== SELECTION ==
2. The adjustable soft close hinge of claim 1 further comprising: a
peak on the hinge link; a spring arm, extending from the spring,
adjacent the hinge body; a spring brace, extending from the spring,
contacting the peak; and, wherein during a closing movement of the
hinge, the spring brace maintains contact with the peak.
3. The adjustable soft close hinge of claim 1 wherein the hinge
link is comprised of a plurality of interlocking plates.
4. The adjustable soft close hinge of claim 1 wherein the linkage
sub-assembly further comprises: a pivot link and a connecting link;
the pivot link connecting the damper and the connecting link; and,
the connecting link connecting the pivot link and the hinge
link.
5. The adjustable soft close hinge of claim 4 wherein the
connecting link further comprises a pair of links bridged by a
brace.
6. The adjustable soft close hinge of claim 4 wherein the pivot
link is pivotally connected to the damper, the connecting link, and
the hinge body.
7. The adjustable soft close hinge of claim 1 further comprising: a
first spacer adjacent the hinge link and the hinge body and a
second spacer adjacent the hinge link and the hinge body.
8. The adjustable soft close hinge of claim 1 further comprising:
an overlay adjustment screw threadably attached to the hinge body
and slidably attached to the inner frame; and, wherein upon
rotation of the overlay adjustment screw, a relative distance
between the hinge body and the inner frame is altered.

== PROVIDED INFORMATION ==
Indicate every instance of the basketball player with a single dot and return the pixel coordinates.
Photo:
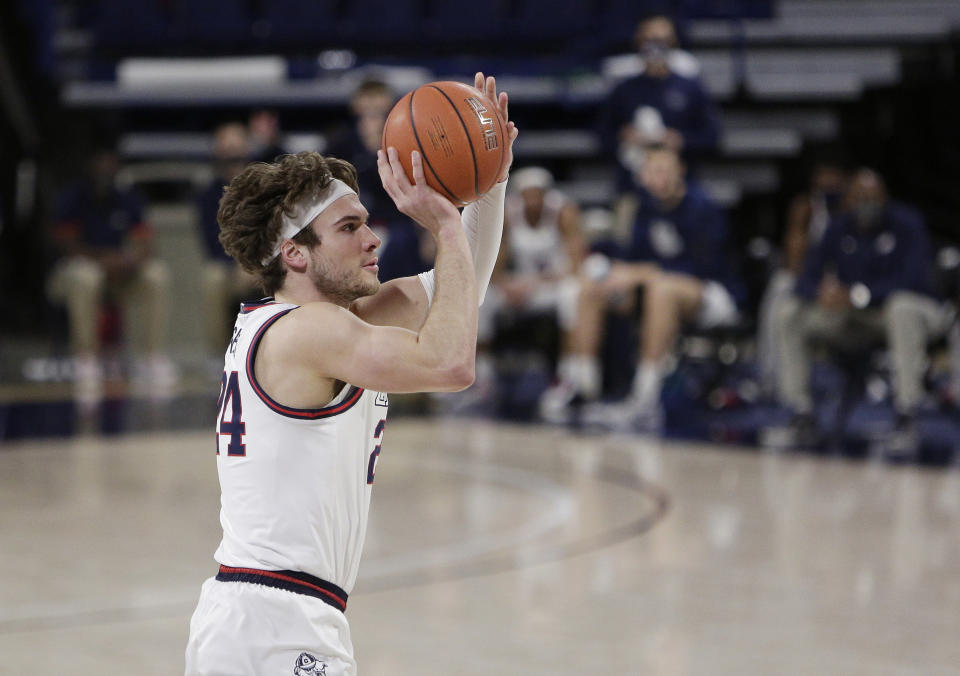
(302, 403)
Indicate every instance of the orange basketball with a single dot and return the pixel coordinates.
(459, 134)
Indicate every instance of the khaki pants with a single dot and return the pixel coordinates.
(907, 321)
(80, 284)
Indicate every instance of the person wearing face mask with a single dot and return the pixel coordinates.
(869, 277)
(807, 219)
(106, 248)
(663, 105)
(222, 281)
(681, 259)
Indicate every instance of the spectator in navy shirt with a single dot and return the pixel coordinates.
(680, 257)
(869, 277)
(106, 248)
(222, 281)
(658, 107)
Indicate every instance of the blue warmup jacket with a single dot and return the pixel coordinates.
(894, 256)
(691, 239)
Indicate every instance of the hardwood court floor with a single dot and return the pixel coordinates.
(500, 549)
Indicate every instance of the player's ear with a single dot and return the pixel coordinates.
(294, 255)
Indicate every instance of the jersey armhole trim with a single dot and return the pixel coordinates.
(353, 395)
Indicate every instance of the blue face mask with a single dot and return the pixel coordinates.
(832, 199)
(654, 50)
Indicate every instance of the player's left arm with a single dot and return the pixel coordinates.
(405, 302)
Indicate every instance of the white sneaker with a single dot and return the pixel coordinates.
(557, 403)
(87, 381)
(625, 416)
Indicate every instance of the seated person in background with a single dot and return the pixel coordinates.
(222, 281)
(106, 247)
(543, 248)
(679, 257)
(658, 107)
(265, 140)
(808, 215)
(869, 277)
(405, 248)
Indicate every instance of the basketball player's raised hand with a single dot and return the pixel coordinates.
(417, 200)
(488, 85)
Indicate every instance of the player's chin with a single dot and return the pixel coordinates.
(371, 284)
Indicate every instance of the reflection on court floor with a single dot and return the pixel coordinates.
(511, 550)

== WHAT IS REQUIRED ==
In the hinge claims, what does claim 5 say the connecting link comprises? The records have no connection to the hinge claims.

== RESPONSE TO THE EXERCISE ==
A pair of links bridged by a brace.